◆ **THE PROBLEM**
Print every record word for word.

════════════════

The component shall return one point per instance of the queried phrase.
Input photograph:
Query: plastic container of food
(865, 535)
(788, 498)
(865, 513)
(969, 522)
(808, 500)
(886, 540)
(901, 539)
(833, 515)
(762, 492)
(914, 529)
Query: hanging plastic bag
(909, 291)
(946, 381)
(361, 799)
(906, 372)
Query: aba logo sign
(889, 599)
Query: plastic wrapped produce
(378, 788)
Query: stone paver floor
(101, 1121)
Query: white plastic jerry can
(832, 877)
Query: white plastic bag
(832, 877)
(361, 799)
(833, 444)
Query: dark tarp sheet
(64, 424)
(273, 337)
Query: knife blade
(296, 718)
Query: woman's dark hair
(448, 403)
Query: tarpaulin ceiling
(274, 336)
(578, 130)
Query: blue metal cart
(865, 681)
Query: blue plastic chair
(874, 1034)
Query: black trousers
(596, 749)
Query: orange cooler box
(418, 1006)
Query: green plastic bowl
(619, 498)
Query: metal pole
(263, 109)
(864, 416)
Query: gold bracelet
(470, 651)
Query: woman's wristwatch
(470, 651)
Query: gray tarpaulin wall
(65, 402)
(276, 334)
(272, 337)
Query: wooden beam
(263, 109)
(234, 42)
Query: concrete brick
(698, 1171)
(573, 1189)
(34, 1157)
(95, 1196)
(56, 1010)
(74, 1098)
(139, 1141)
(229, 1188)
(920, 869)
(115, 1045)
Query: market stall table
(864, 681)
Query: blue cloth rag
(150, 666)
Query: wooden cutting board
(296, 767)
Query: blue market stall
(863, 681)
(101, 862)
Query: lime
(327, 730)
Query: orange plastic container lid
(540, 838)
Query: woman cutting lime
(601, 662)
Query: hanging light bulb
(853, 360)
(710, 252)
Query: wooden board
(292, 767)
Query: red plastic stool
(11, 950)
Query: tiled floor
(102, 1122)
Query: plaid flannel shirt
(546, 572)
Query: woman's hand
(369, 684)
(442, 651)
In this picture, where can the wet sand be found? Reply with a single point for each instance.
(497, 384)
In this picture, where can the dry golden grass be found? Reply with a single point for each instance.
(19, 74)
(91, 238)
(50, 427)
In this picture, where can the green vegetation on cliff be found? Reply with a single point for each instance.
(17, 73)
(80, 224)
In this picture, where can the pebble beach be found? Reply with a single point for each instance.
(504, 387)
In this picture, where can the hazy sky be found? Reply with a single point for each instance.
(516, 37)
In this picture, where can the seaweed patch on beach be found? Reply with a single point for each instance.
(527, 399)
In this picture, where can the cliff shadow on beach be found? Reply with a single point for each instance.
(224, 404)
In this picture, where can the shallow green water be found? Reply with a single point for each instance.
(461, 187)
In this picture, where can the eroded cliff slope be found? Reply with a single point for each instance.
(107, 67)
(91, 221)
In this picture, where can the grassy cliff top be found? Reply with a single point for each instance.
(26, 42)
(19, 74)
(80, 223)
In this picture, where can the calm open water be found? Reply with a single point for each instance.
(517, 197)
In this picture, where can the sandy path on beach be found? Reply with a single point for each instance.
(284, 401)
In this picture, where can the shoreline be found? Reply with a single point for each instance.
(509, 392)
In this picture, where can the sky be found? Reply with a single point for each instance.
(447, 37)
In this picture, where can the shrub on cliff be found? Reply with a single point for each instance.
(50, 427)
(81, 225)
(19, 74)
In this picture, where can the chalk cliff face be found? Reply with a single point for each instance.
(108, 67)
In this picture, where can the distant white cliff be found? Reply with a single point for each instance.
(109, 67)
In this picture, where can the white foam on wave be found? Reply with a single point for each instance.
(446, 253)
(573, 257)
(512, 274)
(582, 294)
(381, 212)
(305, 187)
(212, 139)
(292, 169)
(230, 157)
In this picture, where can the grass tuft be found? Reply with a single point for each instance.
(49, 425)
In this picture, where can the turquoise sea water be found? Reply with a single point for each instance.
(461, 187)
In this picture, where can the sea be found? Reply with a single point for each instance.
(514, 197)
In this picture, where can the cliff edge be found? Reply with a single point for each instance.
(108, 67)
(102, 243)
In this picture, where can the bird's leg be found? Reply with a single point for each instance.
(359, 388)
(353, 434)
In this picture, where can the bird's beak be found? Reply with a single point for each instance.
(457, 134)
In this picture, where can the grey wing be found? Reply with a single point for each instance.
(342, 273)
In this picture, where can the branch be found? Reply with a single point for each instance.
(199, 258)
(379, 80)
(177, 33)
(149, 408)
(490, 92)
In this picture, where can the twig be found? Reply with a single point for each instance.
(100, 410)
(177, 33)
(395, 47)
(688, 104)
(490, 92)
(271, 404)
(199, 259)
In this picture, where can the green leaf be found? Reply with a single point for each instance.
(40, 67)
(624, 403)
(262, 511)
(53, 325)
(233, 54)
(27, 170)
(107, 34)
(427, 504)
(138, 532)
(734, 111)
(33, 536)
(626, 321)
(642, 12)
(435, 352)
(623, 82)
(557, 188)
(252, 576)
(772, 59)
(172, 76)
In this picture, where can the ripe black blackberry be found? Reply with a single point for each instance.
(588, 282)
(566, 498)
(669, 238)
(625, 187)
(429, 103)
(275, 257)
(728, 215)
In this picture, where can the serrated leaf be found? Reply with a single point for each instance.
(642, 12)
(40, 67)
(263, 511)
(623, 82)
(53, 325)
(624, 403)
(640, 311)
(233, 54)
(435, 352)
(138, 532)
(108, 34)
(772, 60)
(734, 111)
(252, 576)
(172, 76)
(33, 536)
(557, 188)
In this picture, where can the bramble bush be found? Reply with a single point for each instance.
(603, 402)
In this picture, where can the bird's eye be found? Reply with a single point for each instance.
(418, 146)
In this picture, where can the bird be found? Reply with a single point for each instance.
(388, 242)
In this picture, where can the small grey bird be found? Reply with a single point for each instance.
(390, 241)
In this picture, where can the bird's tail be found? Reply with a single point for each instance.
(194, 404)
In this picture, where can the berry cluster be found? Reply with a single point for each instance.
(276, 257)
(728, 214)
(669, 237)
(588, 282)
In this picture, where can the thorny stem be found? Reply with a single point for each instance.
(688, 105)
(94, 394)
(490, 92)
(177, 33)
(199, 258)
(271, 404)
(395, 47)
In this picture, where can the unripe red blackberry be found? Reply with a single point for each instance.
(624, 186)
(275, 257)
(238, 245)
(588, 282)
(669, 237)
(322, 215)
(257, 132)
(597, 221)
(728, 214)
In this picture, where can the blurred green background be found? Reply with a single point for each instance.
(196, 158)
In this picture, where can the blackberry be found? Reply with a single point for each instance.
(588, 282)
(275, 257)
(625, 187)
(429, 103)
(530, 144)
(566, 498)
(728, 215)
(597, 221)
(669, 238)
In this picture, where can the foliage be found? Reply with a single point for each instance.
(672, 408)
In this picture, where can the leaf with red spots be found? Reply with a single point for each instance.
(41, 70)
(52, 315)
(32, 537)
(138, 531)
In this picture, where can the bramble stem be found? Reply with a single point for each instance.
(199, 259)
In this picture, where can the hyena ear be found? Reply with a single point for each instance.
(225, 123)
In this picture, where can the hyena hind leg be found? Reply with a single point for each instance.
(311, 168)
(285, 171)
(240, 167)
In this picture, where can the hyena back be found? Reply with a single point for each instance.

════════════════

◆ **REPLY TO THE EXERCISE**
The component shall return one point per instance of the queried phrase.
Input photograph:
Query: plastic container of food
(865, 535)
(788, 498)
(865, 513)
(969, 522)
(808, 500)
(886, 540)
(901, 539)
(833, 515)
(762, 492)
(914, 529)
Query: hanging plastic bag
(909, 291)
(946, 381)
(361, 799)
(906, 372)
Query: aba logo sign
(889, 599)
Query: plastic wrapped produce
(378, 788)
Query: stone paver floor
(101, 1121)
Query: white plastic jerry can
(832, 877)
Query: white plastic bag
(832, 877)
(361, 799)
(833, 444)
Query: dark tarp sheet
(64, 424)
(273, 337)
Query: knife blade
(296, 718)
Query: woman's dark hair
(448, 403)
Query: tarpaulin ceiling
(274, 336)
(578, 130)
Query: blue metal cart
(865, 681)
Query: blue plastic chair
(874, 1034)
Query: black trousers
(596, 749)
Query: orange cooler box
(418, 1006)
Query: green plastic bowl
(619, 498)
Query: metal pole
(263, 109)
(864, 416)
Query: gold bracelet
(470, 651)
Query: woman's wristwatch
(470, 651)
Query: gray tarpaulin wall
(65, 402)
(276, 334)
(272, 337)
Query: wooden beam
(263, 109)
(234, 42)
Query: concrete brick
(698, 1171)
(573, 1189)
(34, 1157)
(95, 1196)
(56, 1010)
(74, 1098)
(139, 1141)
(229, 1188)
(920, 869)
(115, 1045)
Query: market stall table
(864, 681)
Query: blue cloth rag
(150, 666)
Query: wooden cutting board
(296, 767)
Query: blue market stall
(863, 681)
(101, 862)
Query: lime
(327, 730)
Query: orange plastic container lid
(540, 838)
Query: woman cutting lime
(601, 662)
Query: hanging light bulb
(853, 360)
(710, 252)
Query: wooden board
(292, 767)
Query: red plastic stool
(11, 950)
Query: tiled floor
(102, 1122)
Query: plaid flannel shirt
(546, 572)
Query: woman's hand
(369, 684)
(442, 651)
In this picture, where can the wet sand be found? Reply with a single point for each instance.
(497, 384)
In this picture, where can the dry golden grass be found? Reply with a single point for each instance.
(19, 74)
(91, 238)
(50, 427)
In this picture, where can the green vegetation on cliff be found? Reply with a single point for each instance.
(17, 73)
(80, 224)
In this picture, where can the pebble beach be found? Reply with a single point for each instance.
(504, 387)
In this picture, where can the hazy sky be found? Reply with a single point for each instance.
(516, 37)
In this picture, where can the seaweed patch on beach be found? Reply with a single point for each instance.
(527, 399)
In this picture, where can the cliff shadow on beach be found? Reply with a single point for each instance.
(224, 404)
In this picture, where can the shallow green water be found? Reply with a single point for each instance.
(461, 187)
In this picture, where can the eroded cliff slope be found? Reply with a single point for each instance.
(107, 67)
(91, 221)
In this picture, where can the grassy cliff top be found? Reply with a single point for each instance.
(26, 42)
(19, 74)
(80, 223)
In this picture, where can the calm open water be found? Reply with a single point for each instance.
(517, 197)
In this picture, where can the sandy path on beach be found? Reply with a single point for each instance.
(284, 401)
In this picture, where can the shoreline be found? Reply with a single point for each instance.
(509, 392)
In this picture, where can the sky be found? Reply with a single point for each instance.
(447, 37)
In this picture, where can the shrub on cliff be found? Reply with a single point for each instance.
(50, 427)
(81, 225)
(19, 74)
In this picture, where can the chalk cliff face be found? Reply with a single point for each instance.
(108, 67)
In this picture, where can the distant white cliff be found? Reply with a single point for each instance.
(109, 67)
In this picture, where can the white foam on wave be found? Reply with a single point for each instance.
(446, 253)
(573, 257)
(512, 274)
(582, 294)
(381, 212)
(305, 187)
(212, 139)
(292, 169)
(230, 157)
In this picture, where can the grass tuft be found? Reply with a single point for each instance.
(49, 425)
In this picture, where can the turquoise sea water be found? Reply with a single point for each instance.
(461, 187)
In this picture, where can the sea be found? Reply with a single point for each instance.
(514, 197)
In this picture, where can the cliff edge be found? Reply with a single point for each instance.
(108, 67)
(102, 243)
In this picture, where can the bird's leg be found? Reply with a single point for each instance.
(359, 388)
(353, 434)
In this picture, where can the bird's beak be found? Reply with a single point for each instance.
(457, 134)
In this picture, where can the grey wing be found? Reply with a single point for each instance.
(342, 273)
In this picture, where can the branch be found? Reply with a single point for each instance.
(199, 258)
(379, 80)
(177, 33)
(149, 408)
(490, 92)
In this picture, where can the twig be found? Reply with a single point for each instance.
(100, 410)
(177, 33)
(395, 47)
(688, 104)
(490, 92)
(271, 404)
(199, 259)
In this picture, where can the green leaf be found? Reply with a single point for each instance.
(40, 67)
(624, 403)
(262, 511)
(53, 325)
(233, 54)
(27, 170)
(107, 34)
(427, 504)
(138, 532)
(734, 111)
(33, 536)
(626, 321)
(642, 12)
(435, 352)
(623, 82)
(557, 188)
(252, 576)
(772, 59)
(172, 76)
In this picture, where can the ripe black blackberry be found? Reply with a single point for each instance.
(588, 282)
(566, 498)
(669, 238)
(625, 187)
(429, 103)
(275, 257)
(728, 215)
In this picture, where can the serrated leaf be found? Reply with a single point for each instance.
(642, 12)
(40, 67)
(263, 511)
(623, 82)
(53, 325)
(624, 403)
(640, 311)
(233, 54)
(435, 352)
(138, 532)
(108, 34)
(772, 60)
(734, 111)
(252, 576)
(172, 76)
(33, 536)
(557, 188)
In this picture, where can the bramble bush be found? Reply with a single point for each instance.
(603, 402)
In this picture, where can the bird's eye be found? Reply with a single point for each instance.
(418, 146)
In this picture, where can the bird be found? Reply with a single point for each instance.
(388, 242)
In this picture, where can the small grey bird be found? Reply with a single point for each instance.
(390, 241)
In this picture, where can the bird's tail be found? Reply with a single point for each instance.
(194, 404)
In this picture, where can the berry cluster be found? Reply with a single point for each instance.
(276, 257)
(728, 214)
(669, 237)
(588, 282)
In this picture, where can the thorny stem be found? Reply with a single point for each instance.
(688, 105)
(94, 394)
(490, 92)
(177, 33)
(199, 258)
(271, 404)
(395, 47)
In this picture, where can the unripe red blackberry be found? Reply with a single point for each instance.
(624, 186)
(275, 257)
(238, 245)
(588, 282)
(669, 237)
(322, 215)
(257, 132)
(597, 221)
(728, 214)
In this picture, where can the blurred green background be found? Reply with a single point for each instance.
(196, 158)
In this picture, where can the blackberry be found? Reply with a single point for each instance.
(588, 282)
(275, 257)
(625, 187)
(429, 103)
(530, 144)
(566, 498)
(728, 215)
(597, 221)
(669, 238)
In this picture, where can the foliage be found? Reply with a single point for each instance.
(672, 408)
In this picture, where can the leaf with red spots be found? Reply with a single point for each instance.
(41, 70)
(52, 315)
(32, 537)
(138, 531)
In this picture, where can the bramble stem be found? Reply with a single point for each instance.
(199, 259)
In this picture, where can the hyena ear be found? Reply with a single point for each instance.
(225, 123)
In this picture, where can the hyena hind leg be found? Reply with a single point for each instance.
(311, 168)
(285, 171)
(240, 167)
In this picture, where can the hyena back be found? Reply with a single point for each instance.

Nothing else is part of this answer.